- **Try it**:
Lines below containing the word "white" should be copied out.

Top of Data listing

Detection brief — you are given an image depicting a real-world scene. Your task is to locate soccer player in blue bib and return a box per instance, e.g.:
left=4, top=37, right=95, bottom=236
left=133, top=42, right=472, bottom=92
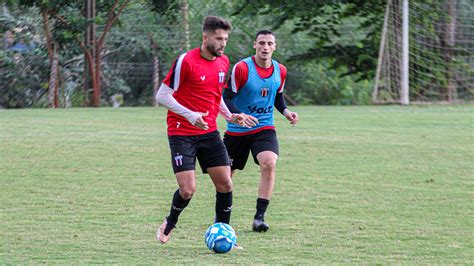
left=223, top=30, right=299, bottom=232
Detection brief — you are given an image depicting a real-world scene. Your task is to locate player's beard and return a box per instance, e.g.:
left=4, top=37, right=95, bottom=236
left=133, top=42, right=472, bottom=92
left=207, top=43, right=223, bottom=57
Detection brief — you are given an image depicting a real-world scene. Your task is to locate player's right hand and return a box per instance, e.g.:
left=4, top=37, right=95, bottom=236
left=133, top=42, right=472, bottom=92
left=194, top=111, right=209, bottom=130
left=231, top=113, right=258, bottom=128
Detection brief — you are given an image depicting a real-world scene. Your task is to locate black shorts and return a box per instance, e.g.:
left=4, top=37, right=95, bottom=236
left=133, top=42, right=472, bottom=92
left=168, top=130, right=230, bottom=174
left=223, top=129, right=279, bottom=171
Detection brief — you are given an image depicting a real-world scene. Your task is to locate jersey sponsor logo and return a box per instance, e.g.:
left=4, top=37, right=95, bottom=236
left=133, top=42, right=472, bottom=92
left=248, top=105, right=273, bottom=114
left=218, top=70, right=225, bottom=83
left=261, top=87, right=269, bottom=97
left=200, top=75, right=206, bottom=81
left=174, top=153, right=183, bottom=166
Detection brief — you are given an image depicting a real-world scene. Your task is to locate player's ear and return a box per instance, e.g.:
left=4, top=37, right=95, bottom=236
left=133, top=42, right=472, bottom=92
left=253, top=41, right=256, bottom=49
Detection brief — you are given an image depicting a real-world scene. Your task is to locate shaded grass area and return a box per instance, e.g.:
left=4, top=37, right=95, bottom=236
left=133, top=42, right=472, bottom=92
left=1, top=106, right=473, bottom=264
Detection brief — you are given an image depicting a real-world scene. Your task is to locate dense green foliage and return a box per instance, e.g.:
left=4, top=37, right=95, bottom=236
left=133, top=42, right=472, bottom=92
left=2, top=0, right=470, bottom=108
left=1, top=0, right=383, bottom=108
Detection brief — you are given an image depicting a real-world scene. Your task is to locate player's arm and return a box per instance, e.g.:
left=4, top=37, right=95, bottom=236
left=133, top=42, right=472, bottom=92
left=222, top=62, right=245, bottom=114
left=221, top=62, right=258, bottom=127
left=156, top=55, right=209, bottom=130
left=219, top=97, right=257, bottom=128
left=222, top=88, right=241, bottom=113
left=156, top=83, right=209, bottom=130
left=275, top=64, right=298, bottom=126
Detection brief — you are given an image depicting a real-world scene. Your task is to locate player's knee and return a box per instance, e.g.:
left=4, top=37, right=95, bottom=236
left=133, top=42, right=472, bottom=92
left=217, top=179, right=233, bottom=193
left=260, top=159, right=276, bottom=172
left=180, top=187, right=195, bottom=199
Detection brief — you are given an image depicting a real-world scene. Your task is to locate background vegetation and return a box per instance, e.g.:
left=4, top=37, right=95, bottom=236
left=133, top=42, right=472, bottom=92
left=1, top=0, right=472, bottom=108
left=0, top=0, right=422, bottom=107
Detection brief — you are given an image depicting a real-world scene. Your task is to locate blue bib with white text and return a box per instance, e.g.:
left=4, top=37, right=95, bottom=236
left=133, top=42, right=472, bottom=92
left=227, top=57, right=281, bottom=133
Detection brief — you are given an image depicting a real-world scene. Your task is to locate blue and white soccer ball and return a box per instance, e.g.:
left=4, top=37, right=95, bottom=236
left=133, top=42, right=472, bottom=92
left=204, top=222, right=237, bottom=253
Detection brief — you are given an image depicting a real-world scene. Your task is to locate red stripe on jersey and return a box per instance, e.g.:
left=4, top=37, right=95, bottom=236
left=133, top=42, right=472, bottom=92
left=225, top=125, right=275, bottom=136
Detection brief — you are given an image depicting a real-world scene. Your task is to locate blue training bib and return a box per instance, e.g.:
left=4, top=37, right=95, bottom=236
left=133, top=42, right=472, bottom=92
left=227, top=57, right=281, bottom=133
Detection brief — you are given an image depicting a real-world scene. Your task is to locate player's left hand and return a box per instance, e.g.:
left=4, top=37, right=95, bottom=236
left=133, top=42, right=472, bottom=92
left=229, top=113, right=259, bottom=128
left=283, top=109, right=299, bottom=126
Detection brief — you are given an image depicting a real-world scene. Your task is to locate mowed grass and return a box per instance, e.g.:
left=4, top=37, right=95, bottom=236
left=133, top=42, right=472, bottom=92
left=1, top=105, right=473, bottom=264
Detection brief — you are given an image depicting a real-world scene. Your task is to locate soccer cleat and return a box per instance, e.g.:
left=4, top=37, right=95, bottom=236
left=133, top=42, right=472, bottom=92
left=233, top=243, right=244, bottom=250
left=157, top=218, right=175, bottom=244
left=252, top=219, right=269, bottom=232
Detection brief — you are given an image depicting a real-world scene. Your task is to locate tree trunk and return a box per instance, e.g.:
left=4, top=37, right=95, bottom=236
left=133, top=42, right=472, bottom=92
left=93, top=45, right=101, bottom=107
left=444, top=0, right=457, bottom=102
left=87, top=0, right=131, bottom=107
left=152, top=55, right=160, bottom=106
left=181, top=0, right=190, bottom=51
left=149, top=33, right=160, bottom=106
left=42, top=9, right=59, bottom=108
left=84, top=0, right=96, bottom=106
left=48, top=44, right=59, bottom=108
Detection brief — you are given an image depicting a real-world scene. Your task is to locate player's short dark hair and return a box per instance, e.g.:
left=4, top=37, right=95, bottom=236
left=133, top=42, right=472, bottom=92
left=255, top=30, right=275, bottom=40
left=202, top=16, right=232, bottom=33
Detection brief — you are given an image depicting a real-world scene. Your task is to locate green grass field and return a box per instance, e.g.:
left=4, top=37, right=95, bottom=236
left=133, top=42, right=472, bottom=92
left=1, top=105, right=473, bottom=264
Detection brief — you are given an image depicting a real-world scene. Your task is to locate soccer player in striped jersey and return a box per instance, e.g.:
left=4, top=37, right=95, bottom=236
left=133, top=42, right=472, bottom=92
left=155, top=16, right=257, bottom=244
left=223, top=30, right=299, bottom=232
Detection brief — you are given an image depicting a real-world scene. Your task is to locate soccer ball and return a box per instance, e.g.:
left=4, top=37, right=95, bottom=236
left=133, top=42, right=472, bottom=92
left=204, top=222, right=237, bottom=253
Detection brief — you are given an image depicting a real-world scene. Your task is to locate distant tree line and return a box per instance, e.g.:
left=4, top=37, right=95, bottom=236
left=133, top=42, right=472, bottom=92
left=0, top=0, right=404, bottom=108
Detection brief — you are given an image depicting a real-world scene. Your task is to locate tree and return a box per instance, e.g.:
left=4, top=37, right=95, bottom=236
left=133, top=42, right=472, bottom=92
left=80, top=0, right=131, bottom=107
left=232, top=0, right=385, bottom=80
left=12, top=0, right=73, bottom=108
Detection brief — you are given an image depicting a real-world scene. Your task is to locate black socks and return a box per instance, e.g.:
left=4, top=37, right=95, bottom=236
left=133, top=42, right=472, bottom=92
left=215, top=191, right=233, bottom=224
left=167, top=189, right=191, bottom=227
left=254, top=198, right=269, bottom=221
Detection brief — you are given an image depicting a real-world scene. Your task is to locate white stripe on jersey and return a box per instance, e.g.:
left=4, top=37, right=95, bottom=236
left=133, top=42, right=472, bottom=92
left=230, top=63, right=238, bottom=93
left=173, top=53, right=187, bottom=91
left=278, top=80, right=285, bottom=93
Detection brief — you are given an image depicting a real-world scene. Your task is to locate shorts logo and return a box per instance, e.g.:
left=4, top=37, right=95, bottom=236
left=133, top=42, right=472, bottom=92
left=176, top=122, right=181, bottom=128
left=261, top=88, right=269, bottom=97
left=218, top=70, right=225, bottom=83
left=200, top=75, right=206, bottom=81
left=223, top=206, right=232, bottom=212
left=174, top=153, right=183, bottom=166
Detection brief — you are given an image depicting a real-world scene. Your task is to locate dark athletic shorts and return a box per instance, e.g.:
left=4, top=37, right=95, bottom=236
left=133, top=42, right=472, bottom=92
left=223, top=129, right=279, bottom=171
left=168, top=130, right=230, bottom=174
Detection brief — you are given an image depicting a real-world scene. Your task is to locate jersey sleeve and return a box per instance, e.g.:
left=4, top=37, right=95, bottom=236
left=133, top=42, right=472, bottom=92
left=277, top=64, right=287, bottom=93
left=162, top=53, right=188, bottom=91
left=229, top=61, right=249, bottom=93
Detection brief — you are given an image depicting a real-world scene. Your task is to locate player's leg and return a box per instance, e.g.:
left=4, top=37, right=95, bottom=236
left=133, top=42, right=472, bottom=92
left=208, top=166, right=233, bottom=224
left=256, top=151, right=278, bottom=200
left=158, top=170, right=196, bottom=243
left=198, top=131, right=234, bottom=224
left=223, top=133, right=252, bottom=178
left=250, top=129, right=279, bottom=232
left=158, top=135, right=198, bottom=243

Bottom of Data listing

- **Task answer**:
Detection brief — you are given an image depicting a real-world scene. Your task is to locate blue bib with white text and return a box per instance, e.g.:
Detection brief — you are given an image depicting a real-world scene. Your task is to locate blue and white soccer ball and return a box per instance, e.g.:
Detection brief — you are given an image depicting a real-world scene. Your task is to locate white stripe on jersey and return a box per instance, e.g.:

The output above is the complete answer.